ENTRIES PROVIDED:
══════
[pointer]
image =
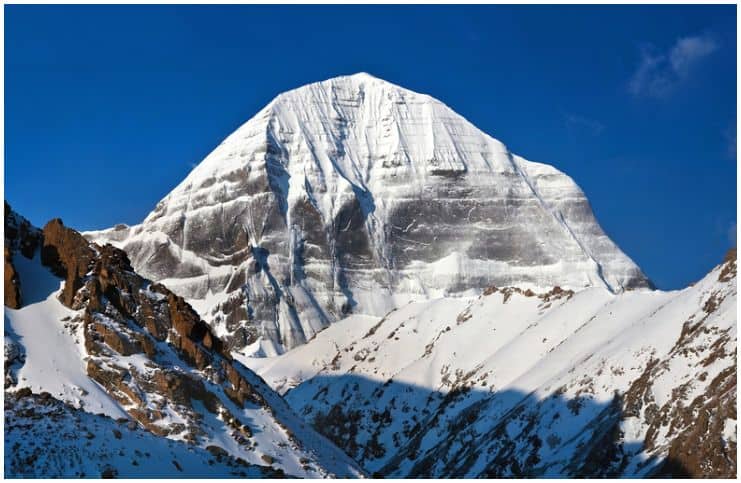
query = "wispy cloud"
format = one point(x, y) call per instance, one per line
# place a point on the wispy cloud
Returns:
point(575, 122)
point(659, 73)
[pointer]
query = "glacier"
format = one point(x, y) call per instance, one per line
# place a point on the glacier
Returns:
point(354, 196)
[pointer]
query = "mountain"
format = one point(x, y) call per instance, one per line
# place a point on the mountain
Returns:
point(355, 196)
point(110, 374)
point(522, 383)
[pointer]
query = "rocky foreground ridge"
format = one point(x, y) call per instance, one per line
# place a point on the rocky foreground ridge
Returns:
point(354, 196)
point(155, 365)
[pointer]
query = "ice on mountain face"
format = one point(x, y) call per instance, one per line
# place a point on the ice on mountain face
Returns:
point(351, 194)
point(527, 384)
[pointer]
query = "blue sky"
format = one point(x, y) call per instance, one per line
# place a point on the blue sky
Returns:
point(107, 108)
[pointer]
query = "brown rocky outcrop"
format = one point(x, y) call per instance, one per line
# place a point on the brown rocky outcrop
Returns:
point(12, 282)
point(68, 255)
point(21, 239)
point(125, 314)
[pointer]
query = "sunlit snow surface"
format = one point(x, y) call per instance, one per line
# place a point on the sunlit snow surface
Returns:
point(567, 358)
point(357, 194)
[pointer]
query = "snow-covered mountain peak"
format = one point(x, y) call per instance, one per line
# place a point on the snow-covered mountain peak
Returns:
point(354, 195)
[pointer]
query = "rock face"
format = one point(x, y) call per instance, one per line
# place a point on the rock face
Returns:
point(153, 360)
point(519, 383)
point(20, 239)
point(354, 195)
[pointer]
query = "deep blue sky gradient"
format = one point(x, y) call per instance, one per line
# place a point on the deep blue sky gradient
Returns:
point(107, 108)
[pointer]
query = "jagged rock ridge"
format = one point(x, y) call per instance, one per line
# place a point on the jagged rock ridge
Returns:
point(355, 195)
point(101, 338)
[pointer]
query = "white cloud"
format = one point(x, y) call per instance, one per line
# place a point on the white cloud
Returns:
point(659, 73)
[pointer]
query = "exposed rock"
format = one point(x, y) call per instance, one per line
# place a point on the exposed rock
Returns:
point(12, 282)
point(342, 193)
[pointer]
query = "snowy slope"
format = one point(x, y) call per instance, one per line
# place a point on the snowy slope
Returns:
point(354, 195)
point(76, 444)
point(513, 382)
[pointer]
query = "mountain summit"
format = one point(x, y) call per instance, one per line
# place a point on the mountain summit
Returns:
══════
WORK TASK: Print each record as it appears above, dropping every picture from the copy.

ANSWER SPACE:
[pointer]
image =
query = "wispy cloud"
format = one point(x, y) call per instance, one per line
# place a point on the wispy cloud
Returns:
point(575, 122)
point(659, 73)
[pointer]
query = "glacier"
format = one point(x, y) call per instance, one per line
# place a point on the glacier
Returns:
point(354, 196)
[pointer]
query = "mountain"
format = one point(x, y) call per instance, one per line
# place a point on the mountain
Returns:
point(355, 196)
point(110, 374)
point(522, 383)
[pointer]
query = "rocky foreground ridge"
format = one point(x, y) call per instance, one per line
# place a point on the rocky foreground ridge
Returns:
point(354, 196)
point(155, 365)
[pointer]
query = "ice on mountain face"
format = one point(x, y) call per instance, one per line
# place a point on the ice on mountain face
Returns:
point(351, 194)
point(527, 384)
[pointer]
query = "blue sky"
format = one point(x, y) call per instance, one per line
# place a point on the blue sky
Returns:
point(107, 108)
[pointer]
query = "brown rocky outcrop"
format = one point(x, y) call per instance, one per line
# place a point on the brown rocky outcrop
Returns:
point(12, 282)
point(68, 255)
point(21, 239)
point(125, 314)
[pointer]
query = "sunlit snow surface"
format = one point(x, y) call per instance, one per line
# place a point on the sunlit snow surface
Returns:
point(567, 358)
point(357, 194)
[pointer]
query = "snow-covered mountain peak"
format = one point(x, y) call per instance, one per line
# place a point on the snow-covered mountain peak
Returns:
point(354, 195)
[pointer]
query = "rock face"
format = one point(x, y) call per instance, one per line
# place a point on the rock face
Returns:
point(153, 360)
point(519, 383)
point(20, 239)
point(354, 195)
[pointer]
query = "deep blue sky gradient"
format = one point(x, y) call per instance, one per line
# place a point on the deep blue sky gradient
Returns:
point(107, 108)
[pointer]
query = "jagged rock ridge"
format = one point(x, y) call per instance, one per line
# place a point on the jagged rock ridge
Returns:
point(355, 195)
point(101, 338)
[pointer]
query = "white cloud"
format = one point(x, y) call per instance, one per line
# place a point on the white cloud
Returns:
point(659, 73)
[pointer]
query = "exposed rock"
format = one point(x, y) call per instance, one per line
# place a point on the exposed rock
Returns:
point(12, 282)
point(342, 193)
[pointer]
query = "snowy slope"
format = one point(x, y) call per instance, one per line
# place a point on the snowy slope
Returns:
point(354, 195)
point(76, 444)
point(513, 382)
[pointer]
query = "mountain summit"
format = one point(x, y) call per instance, one per line
# place a point on the mountain summit
Returns:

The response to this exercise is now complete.